- **Exercise requirements**:
[1] In the passage on sepsis and immune aging, what lasting consequence for survivors of sepsis is named?
[2] Please say whether each statement agrees with the passage on sepsis and immune aging. Answer yes or no for each and quote the deciding words. (a) Sepsis results from infection. (b) The aged immune system is more resilient against a runaway cytokine storm. (c) The paper under discussion is open access.
[3] Resume the passage on sepsis and immune aging, starting after its last sentence.

- **Extract to read**:
########################################

Sepsis is a runaway inflammatory event resulting from infection, in which the lack of resolution to the inflammatory response leads to organ damage and death. One of the lasting consequences for survivors is a suppression of the immune system's effectiveness, and in today's open access paper researchers draw parallels between this state and the natural aging of the immune system leading to immunosenescence, a loss of the capacity to destroy pathogens and errant cells alike.
Aging does make sepsis worse. The immune system is already in a state of chronic inflammation as a result of the damage of aging: pro-inflammatory secretions of senescent cells, molecular debris from dying or stressed cells that immune cells take for evidence of an attack, and so forth. It is thus less resilient, more susceptible to entering a runaway cytokine storm of the sort provoked in sepsis. Further, because the aged immune system is also less capable, immunosenescent, the suppression of its effectiveness following sepsis can be that much worse, and, further, it is less capable of clearing dangerous infectious agents before they can replicate to the point of causing sepsis.

########################################

- **Data for review**:
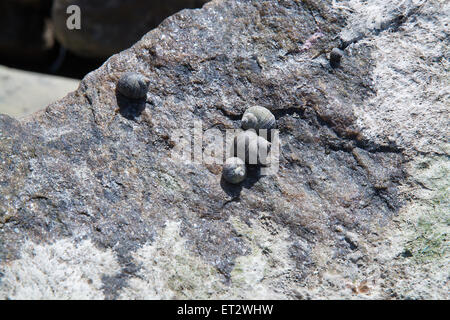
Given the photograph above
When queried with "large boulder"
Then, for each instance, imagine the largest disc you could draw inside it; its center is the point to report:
(112, 26)
(94, 205)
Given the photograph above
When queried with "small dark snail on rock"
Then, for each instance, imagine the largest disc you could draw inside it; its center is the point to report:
(258, 118)
(335, 57)
(133, 85)
(234, 170)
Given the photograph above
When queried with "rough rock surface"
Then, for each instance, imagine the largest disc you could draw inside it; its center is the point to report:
(112, 26)
(92, 203)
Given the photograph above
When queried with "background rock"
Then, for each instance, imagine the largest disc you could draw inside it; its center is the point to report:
(22, 93)
(26, 32)
(107, 28)
(343, 217)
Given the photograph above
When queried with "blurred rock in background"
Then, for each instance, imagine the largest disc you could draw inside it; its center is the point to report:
(22, 92)
(35, 36)
(26, 29)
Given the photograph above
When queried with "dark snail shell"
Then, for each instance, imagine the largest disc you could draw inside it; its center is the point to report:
(335, 57)
(258, 118)
(133, 85)
(251, 148)
(234, 170)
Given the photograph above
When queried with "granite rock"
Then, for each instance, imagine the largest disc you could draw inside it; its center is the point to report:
(358, 171)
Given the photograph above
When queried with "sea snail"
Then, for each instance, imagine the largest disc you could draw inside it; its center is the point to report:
(335, 57)
(258, 118)
(133, 85)
(234, 170)
(251, 148)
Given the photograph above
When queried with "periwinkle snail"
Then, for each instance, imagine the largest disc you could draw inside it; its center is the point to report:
(251, 148)
(335, 57)
(133, 85)
(258, 118)
(234, 170)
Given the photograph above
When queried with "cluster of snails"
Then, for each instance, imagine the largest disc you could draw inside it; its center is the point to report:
(254, 147)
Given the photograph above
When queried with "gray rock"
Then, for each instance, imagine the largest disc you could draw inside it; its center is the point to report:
(92, 204)
(26, 33)
(110, 28)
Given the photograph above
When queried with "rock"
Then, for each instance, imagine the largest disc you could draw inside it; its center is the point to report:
(22, 93)
(108, 29)
(26, 32)
(356, 168)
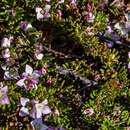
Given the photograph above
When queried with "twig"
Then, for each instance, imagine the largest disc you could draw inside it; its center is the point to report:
(111, 40)
(86, 82)
(61, 54)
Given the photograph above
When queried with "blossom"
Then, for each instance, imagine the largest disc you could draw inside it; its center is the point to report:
(43, 70)
(25, 25)
(3, 95)
(38, 56)
(110, 44)
(90, 17)
(33, 108)
(45, 11)
(124, 27)
(73, 2)
(27, 107)
(39, 47)
(13, 12)
(42, 108)
(48, 0)
(60, 2)
(10, 72)
(6, 41)
(56, 112)
(6, 53)
(59, 14)
(30, 78)
(129, 61)
(89, 7)
(89, 111)
(37, 124)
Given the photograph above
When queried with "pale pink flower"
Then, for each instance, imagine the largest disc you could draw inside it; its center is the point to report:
(39, 47)
(38, 56)
(3, 95)
(60, 2)
(89, 7)
(25, 25)
(73, 2)
(6, 53)
(30, 78)
(10, 72)
(45, 15)
(6, 41)
(43, 70)
(90, 17)
(59, 14)
(33, 108)
(89, 111)
(13, 12)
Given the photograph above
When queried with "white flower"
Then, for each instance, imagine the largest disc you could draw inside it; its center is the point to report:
(10, 72)
(38, 56)
(25, 25)
(33, 108)
(90, 17)
(6, 53)
(122, 27)
(6, 41)
(37, 124)
(45, 15)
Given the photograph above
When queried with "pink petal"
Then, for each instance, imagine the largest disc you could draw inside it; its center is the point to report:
(28, 69)
(4, 90)
(20, 83)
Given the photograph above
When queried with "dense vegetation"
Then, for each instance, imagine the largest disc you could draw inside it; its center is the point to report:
(64, 64)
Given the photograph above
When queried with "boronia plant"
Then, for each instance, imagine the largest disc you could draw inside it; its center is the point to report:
(64, 65)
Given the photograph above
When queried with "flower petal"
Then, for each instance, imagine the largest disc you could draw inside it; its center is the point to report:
(4, 90)
(20, 83)
(28, 69)
(36, 74)
(45, 102)
(37, 124)
(23, 112)
(38, 9)
(46, 110)
(23, 101)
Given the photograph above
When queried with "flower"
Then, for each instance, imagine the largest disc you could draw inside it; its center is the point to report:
(6, 53)
(10, 72)
(56, 112)
(42, 108)
(27, 107)
(89, 111)
(48, 0)
(43, 13)
(73, 2)
(129, 61)
(90, 17)
(37, 124)
(13, 12)
(123, 27)
(89, 7)
(6, 41)
(39, 47)
(3, 95)
(59, 14)
(25, 25)
(38, 56)
(43, 70)
(60, 2)
(30, 78)
(33, 108)
(110, 45)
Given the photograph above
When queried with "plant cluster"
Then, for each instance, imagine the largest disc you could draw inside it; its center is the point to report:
(64, 64)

########################################

- **Solved tasks**:
[1] A suppression of the immune system's effectiveness.

[2]
(a) Yes: "a runaway inflammatory event resulting from infection"
(b) No: "It is thus less resilient, more susceptible to entering a runaway cytokine storm"
(c) Yes: "in today's open access paper"

[3]
Sepsis is an intricate, heterogeneous, and highly fatal syndrome, which is responsible for life-threatening organ dysfunction due to the immune regulation disorder. The third international consensus definition of sepsis and septic shock (Sepsis 3.0) recommended the sequential organ failure assessment (SOFA) to assess sepsis and hence predict the subsequent prognosis. While the old definitions of sepsis greatly emphasized infection, Sepsis 3.0 focused on the dysregulation of the body's response to infection and organ dysfunction. Furthermore, the organ damage scored by SOFA focuses on organs like lungs, heart, liver, kidneys, and brain. Surviving sepsis is associated with chronic, long-term consequences in host protective immunity. Additionally, researchers observed that most of the survivors suffered from issues like nervous system disturbances and cognitive dysfunction throughout their life span.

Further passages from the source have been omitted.